● AIM OF THE EXERCISE
Beginning with the line below that contains "Write each point like <point>822,152</point>." and ending with the line that contains "Target: security guard in black uniform", copy every line exactly. Copy nothing else.

● EXERCISE DATA
|---|

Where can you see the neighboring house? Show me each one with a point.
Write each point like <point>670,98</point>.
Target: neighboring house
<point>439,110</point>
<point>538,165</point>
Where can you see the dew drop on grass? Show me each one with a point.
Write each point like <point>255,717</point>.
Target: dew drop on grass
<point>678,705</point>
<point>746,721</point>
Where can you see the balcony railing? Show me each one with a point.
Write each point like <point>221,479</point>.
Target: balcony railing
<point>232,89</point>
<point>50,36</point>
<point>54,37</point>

|---|

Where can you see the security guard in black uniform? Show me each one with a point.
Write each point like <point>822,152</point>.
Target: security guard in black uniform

|---|

● ANSWER BOX
Write each point like <point>822,152</point>.
Target: security guard in black uniform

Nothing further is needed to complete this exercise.